### WORK INSTRUCTION 1:
List every myth named in the Anavar thread below.
### WORK INSTRUCTION 2:
In the Anavar thread below, what percent body fat does the opening poster report?
### WORK INSTRUCTION 3:
In the Anavar thread below, why is Myth #1 about HPTA suppression said to be false? Answer in one to three sentences.

# Anavar Info



## CheekyMonkeyyou

Hi all,

My apologise if this is in the wrong section...

I`am just looking for some advice on using Anavar and trying to work out a diet, routine etc. My aim is to lose fat..whilst adding lean muscle..I really do not want to add size.

I have been lifting for around 4 years, but the bulk of my exercise is martial arts..I go thai boxing, grappling and wrestling 3 x per week for 2 hours at a time and then lifting on the days that I`am not training. However, I have found that no matter how many different routines I try, I just cannot shift the excess fat. I have been recommended Anavar as something that may help. My apologise if I sound like a peanut writing this..but I have never taken any steroids before..so its all completely new to me.

So basically, I`am looking for some general advice and answers to some questions...I`am glad of any advice people can offer...

My Stats are.

13.5 stone (189 Pounds)

5 ft 8 tall

26 years old

Height: 5ft7

Weight: 189lbs

Waist:36inches

Neck: 15 inches

Body Mass Index: 29.7 kg/m2

Waist-to-Height ratio: 0.54

Percent Body Fat: 22.4%

Lean Body Mass: 146.6 lb

How long does it take to complete a cycle of anavar?

Should anything be taken after completion of a cycle?

Should any other supplments be taken during the cycle?

Should I take creatine during the cycle? (Always found it to retain alot of water? what if I dont take creatine?

How many calories should I be consuming each day, with the aim of losing fat/gaining lean muscle?

What protein/carbs/fat ratio should I be aiming for?

What sort of routines should I be doing? i.e. how many days, how much cardio, rest periods etc.

What is a good price when purchasing anavar? I have a source, but would be good to know prices?

Do you have to have any kinds of testing done for toxidity or the like?

Is there any other advice anyone can offer?


----------



## 18351

Hi mate this is a post I found on another forum, its pretty helpful - this is not my post, just forwarding it! (it's quite long sorry!)

MYTHS

Myth #1 - Anavar will not suppress the HPTA.

False. Anavar, used in adequate dosages, will shut you down. To what degree you experience side effects of suppression (loss of libido, lethargy) is entirely dependent upon the individual and the dosages used.

Myth #2 - Var is a weak anabolic, and is not effective unless stacked with a more androgenic compound.

This could not be further from the truth. At dosages of 40mg a day and higher, anavar is incredibly effective at adding water free LBM. At around day 6-7, increased vascularity should become apparent (assuming your oxandrolone is legitimate in its dosing), and strength gains should start appearing around day 14.

If used during a clean bulk, gains of 10-20 pounds are possible. If cutting, you will maintain weight, or even put on 5-10 pounds (depending on the rate of fat loss/severity of diet). You will keep all of your gains with proper PCT.

Myth #3 - Anavar will not require any type of PCT.

### ENTRIES SHOWN:
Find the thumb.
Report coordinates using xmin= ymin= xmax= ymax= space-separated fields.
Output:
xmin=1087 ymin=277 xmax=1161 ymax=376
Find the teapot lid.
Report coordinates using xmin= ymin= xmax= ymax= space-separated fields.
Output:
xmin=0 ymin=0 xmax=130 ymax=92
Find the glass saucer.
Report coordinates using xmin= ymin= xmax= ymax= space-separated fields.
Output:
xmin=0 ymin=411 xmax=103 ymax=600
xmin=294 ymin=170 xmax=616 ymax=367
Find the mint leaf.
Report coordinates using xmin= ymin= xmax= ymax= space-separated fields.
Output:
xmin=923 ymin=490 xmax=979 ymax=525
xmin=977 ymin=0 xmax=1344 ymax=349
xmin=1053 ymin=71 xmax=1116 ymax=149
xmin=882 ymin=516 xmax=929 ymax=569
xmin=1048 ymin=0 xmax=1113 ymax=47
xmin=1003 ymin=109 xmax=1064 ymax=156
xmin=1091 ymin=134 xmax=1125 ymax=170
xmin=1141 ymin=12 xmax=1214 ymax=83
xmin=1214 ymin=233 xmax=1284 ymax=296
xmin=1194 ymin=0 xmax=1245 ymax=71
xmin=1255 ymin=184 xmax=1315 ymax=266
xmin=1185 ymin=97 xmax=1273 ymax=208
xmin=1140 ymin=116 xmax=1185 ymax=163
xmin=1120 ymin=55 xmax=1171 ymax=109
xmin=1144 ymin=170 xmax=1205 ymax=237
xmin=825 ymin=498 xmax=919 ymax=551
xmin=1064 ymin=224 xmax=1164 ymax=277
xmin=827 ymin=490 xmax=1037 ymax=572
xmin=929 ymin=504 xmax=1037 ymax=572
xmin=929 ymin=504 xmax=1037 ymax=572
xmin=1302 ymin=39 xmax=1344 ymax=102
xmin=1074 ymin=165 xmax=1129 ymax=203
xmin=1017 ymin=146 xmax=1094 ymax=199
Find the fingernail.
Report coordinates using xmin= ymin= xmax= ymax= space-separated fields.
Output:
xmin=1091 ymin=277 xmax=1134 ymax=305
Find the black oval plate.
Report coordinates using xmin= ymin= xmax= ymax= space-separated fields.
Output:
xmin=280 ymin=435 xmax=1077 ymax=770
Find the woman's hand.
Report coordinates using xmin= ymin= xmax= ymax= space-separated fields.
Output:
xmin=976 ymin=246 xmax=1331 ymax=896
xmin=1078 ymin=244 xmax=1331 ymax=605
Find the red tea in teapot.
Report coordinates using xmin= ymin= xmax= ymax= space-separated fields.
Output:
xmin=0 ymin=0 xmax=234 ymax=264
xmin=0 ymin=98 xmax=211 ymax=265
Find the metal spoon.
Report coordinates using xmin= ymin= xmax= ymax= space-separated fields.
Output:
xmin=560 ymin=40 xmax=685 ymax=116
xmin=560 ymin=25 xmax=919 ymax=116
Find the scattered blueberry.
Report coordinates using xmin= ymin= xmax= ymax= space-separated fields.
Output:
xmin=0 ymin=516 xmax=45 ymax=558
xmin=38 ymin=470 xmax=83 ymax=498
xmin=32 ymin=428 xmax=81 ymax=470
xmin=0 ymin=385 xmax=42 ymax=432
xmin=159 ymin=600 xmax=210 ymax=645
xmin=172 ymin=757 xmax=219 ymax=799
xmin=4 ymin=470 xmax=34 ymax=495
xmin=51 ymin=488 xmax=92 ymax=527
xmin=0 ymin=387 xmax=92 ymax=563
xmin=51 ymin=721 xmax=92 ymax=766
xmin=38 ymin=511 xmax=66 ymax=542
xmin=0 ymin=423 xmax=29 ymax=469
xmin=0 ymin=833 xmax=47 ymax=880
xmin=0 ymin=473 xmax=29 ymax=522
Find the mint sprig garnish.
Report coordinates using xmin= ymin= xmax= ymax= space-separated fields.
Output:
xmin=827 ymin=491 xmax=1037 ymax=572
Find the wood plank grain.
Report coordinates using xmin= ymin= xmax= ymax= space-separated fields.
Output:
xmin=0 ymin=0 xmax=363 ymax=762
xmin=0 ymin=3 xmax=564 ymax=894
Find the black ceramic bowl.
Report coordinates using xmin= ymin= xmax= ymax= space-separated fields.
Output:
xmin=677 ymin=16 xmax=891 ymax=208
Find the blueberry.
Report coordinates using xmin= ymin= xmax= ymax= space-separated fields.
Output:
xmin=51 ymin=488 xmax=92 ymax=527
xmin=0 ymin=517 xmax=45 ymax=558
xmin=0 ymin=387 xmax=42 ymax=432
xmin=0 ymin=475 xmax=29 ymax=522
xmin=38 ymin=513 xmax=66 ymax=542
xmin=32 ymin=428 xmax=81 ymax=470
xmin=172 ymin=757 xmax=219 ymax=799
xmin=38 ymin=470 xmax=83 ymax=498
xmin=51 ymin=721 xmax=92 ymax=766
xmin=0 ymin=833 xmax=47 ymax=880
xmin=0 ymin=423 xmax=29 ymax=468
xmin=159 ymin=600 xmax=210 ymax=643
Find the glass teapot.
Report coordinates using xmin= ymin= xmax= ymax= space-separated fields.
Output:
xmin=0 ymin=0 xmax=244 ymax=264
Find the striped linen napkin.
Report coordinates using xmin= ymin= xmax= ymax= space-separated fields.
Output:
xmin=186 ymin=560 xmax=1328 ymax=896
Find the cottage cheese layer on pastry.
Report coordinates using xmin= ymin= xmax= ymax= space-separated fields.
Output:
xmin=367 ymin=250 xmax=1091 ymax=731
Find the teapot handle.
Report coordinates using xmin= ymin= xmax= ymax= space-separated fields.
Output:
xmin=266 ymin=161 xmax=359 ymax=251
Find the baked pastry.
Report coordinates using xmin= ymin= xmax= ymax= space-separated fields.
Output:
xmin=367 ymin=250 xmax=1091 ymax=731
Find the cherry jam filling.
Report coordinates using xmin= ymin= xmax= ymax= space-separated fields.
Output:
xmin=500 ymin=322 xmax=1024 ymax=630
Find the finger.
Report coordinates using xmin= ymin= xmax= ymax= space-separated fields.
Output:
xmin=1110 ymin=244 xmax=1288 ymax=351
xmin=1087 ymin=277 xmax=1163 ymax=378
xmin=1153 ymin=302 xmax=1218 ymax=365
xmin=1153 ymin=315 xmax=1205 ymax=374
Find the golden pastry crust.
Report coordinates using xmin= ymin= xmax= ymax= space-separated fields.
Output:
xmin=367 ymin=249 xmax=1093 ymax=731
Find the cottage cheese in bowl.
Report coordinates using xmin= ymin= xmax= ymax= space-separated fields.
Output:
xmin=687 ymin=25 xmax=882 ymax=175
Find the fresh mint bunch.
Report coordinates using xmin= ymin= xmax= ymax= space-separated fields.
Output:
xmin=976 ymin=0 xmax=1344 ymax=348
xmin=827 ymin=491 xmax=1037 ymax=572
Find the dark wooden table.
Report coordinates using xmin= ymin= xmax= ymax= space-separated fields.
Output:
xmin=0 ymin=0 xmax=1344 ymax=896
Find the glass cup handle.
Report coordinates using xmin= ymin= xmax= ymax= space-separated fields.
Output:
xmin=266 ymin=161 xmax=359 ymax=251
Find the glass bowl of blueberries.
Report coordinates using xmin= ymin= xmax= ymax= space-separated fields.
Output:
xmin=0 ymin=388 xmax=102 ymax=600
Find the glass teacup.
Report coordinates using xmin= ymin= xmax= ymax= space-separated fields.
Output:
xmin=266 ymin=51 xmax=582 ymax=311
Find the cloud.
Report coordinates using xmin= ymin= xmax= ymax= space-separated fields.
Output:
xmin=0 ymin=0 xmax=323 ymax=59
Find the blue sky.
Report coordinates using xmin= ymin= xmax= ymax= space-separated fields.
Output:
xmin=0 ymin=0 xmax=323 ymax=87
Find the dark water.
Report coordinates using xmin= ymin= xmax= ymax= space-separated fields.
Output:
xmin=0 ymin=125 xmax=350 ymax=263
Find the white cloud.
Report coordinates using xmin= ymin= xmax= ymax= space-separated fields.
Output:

### WORKED SOLUTION 1:
- Myth #1: Anavar will not suppress the HPTA.
- Myth #2: Var is a weak anabolic, and is not effective unless stacked with a more androgenic compound.
- Myth #3: Anavar will not require any type of PCT.

### WORKED SOLUTION 2:
22.4%

### WORKED SOLUTION 3:
Used in adequate dosages, Anavar will shut you down. How strongly a person feels the side effects of that suppression, such as loss of libido and lethargy, depends on the individual and the dosages used.